### Instruction
Reproduce every one of the entries below word for word, in the same order.

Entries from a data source
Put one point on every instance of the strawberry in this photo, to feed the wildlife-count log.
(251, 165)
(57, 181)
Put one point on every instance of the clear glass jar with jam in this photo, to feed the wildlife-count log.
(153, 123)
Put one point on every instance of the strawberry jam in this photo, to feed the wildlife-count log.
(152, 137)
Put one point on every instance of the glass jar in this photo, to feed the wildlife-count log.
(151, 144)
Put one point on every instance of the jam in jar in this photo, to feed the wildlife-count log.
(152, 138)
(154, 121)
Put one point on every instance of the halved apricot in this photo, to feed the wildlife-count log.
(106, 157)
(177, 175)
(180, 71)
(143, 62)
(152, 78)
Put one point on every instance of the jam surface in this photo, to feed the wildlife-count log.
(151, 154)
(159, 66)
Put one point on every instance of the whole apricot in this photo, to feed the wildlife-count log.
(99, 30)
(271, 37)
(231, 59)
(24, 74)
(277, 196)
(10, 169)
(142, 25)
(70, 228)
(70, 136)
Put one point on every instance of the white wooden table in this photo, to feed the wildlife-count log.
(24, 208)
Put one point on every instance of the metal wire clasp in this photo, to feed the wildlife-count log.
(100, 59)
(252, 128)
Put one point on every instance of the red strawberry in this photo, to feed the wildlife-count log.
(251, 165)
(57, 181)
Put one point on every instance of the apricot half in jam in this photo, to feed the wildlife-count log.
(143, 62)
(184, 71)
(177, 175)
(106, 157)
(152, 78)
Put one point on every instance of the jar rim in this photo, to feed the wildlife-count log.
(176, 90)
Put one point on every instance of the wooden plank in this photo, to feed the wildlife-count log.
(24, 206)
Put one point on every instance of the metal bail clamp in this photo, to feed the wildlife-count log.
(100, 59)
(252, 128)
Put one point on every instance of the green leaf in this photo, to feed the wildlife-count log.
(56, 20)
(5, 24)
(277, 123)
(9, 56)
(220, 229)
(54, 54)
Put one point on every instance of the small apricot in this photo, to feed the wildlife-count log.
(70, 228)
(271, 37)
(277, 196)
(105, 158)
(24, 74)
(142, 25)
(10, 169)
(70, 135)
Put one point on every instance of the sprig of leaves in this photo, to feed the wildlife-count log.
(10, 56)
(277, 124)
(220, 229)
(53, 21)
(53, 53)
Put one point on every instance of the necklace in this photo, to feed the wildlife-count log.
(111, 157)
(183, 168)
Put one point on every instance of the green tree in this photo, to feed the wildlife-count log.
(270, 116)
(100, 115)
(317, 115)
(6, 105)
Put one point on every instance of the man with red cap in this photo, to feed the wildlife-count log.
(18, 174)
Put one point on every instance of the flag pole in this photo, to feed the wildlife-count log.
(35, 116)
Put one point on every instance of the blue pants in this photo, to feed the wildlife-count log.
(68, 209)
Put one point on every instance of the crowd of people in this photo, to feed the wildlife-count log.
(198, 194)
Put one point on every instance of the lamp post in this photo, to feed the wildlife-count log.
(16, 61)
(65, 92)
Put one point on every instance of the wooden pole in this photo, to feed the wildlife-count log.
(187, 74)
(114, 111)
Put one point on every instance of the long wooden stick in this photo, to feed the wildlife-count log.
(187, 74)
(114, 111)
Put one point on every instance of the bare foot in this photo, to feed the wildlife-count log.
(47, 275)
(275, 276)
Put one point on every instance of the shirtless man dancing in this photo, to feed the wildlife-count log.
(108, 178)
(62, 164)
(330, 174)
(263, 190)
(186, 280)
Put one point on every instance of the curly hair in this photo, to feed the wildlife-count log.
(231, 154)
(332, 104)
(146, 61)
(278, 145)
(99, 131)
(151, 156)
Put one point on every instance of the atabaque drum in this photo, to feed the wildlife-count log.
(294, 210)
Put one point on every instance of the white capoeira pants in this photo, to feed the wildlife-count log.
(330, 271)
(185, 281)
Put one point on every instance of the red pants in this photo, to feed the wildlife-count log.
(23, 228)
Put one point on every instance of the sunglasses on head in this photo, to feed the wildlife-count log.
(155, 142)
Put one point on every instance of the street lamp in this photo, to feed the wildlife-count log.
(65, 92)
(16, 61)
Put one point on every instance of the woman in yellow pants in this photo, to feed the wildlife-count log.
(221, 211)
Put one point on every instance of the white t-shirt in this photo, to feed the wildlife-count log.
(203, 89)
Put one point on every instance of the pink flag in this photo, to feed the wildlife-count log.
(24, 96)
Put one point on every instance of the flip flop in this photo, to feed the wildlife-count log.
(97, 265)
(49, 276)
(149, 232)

### Solution to this exercise
Put one point on every instance of the strawberry in this photo, to feed the wildlife-count log.
(251, 165)
(57, 181)
Put one point on every instance of the clear glass jar with jam in this photo, to feed the wildlife-count log.
(153, 123)
Put one point on every instance of the strawberry jam in this photo, to feed the wildlife-count log.
(152, 137)
Put one point on every instance of the glass jar in this photo, to feed the wildlife-count log.
(151, 144)
Put one point on every instance of the jam in jar in this photo, to feed the wildlife-count log.
(152, 138)
(154, 121)
Put one point on every instance of the halved apricot in this photo, to feed the wildlife-count log.
(106, 157)
(177, 175)
(180, 71)
(143, 62)
(152, 78)
Put one point on every instance of the jam surface in this photo, to feed the wildlife-count log.
(151, 154)
(159, 66)
Put one point on every instance of the whole apricot in this photo, to feed the wildlife-count log.
(99, 30)
(271, 37)
(231, 59)
(24, 74)
(277, 196)
(10, 169)
(142, 25)
(70, 228)
(70, 136)
Put one point on every instance of the white wooden table in this photo, to feed the wildlife-count log.
(24, 208)
Put one point on every instance of the metal wire clasp in this photo, to feed the wildlife-count log.
(100, 59)
(252, 128)
Put one point on every instance of the red strawberry in this photo, to feed the wildlife-count log.
(251, 165)
(57, 181)
Put one point on every instance of the apricot half in jam in this photo, to feed the wildlife-count log.
(143, 62)
(184, 71)
(177, 175)
(106, 157)
(152, 78)
Put one point on every instance of the jar rim in this photo, to feed the wildlife-count log.
(176, 90)
Put one point on every instance of the wooden plank in this photo, to feed the wildlife-count log.
(24, 206)
Put one point on every instance of the metal bail clamp in this photo, to feed the wildlife-count log.
(100, 59)
(252, 128)
Put one point on every instance of the green leaf in this photo, to feed the wildlife-count log.
(56, 20)
(5, 24)
(277, 123)
(9, 56)
(220, 229)
(54, 54)
Put one point on every instance of the small apricot in this photo, to feed the wildlife-count log.
(70, 228)
(271, 37)
(277, 196)
(105, 158)
(24, 74)
(142, 25)
(10, 169)
(70, 135)
Put one point on every instance of the sprig of leaves in this photo, to feed the wildlife-count log.
(10, 56)
(277, 124)
(220, 229)
(53, 21)
(53, 53)
Put one point on every instance of the necklace in this photo, to feed the wildlife-count log.
(111, 157)
(183, 168)
Put one point on every instance of the green tree in this photo, to feed the wildlife-count log.
(270, 116)
(100, 115)
(317, 115)
(6, 105)
Put one point on every instance of the man with red cap in this photo, to feed the wildlife-count log.
(18, 174)
Put one point on every instance of the flag pole in this photo, to feed the wildlife-count log.
(35, 116)
Put one point on every instance of the blue pants in this photo, to feed the wildlife-count log.
(68, 209)
Put one point on every instance of the crowd of people in this photo, to feed the wildlife-count log.
(198, 194)
Put one point on every instance of the lamp post in this photo, to feed the wildlife-count log.
(16, 61)
(65, 92)
Put one point on every instance of the wooden pole in this photo, to feed the wildlife-count log.
(187, 74)
(114, 111)
Put one point on every instance of the long wooden stick in this photo, to feed the wildlife-count log.
(187, 74)
(114, 111)
Put one point on every instance of the bare foot in this photo, to feed the wildlife-count log.
(47, 275)
(275, 276)
Put one point on every instance of the shirtless man dancing in this photo, to feed the wildlife-count log.
(108, 178)
(62, 164)
(330, 174)
(263, 190)
(186, 280)
Put one point on every instance of the curly hair in this photo, to feed the wildlife-count log.
(231, 154)
(332, 104)
(146, 61)
(278, 145)
(99, 131)
(151, 156)
Put one point on every instance of the atabaque drum in this photo, to feed the wildlife-count log.
(294, 210)
Put one point on every instance of the white capoeira pants in this photo, to feed the wildlife-count log.
(330, 271)
(185, 281)
Put one point on every instance of the red pants in this photo, to feed the wildlife-count log.
(23, 228)
Put one point on every instance of the sunglasses on head in this photo, to feed the wildlife-count log.
(155, 142)
Put one point on every instance of the street lamp in this photo, to feed the wildlife-count log.
(65, 92)
(16, 61)
Put one point on every instance of the woman in yellow pants in this photo, to feed the wildlife-count log.
(221, 211)
Put one point on every instance of the white t-shirt in this photo, to feed the wildlife-count log.
(203, 89)
Put one point on every instance of the pink flag in this photo, to feed the wildlife-count log.
(24, 96)
Put one point on every instance of the flip flop in this photo, to feed the wildlife-count log.
(97, 265)
(49, 276)
(149, 232)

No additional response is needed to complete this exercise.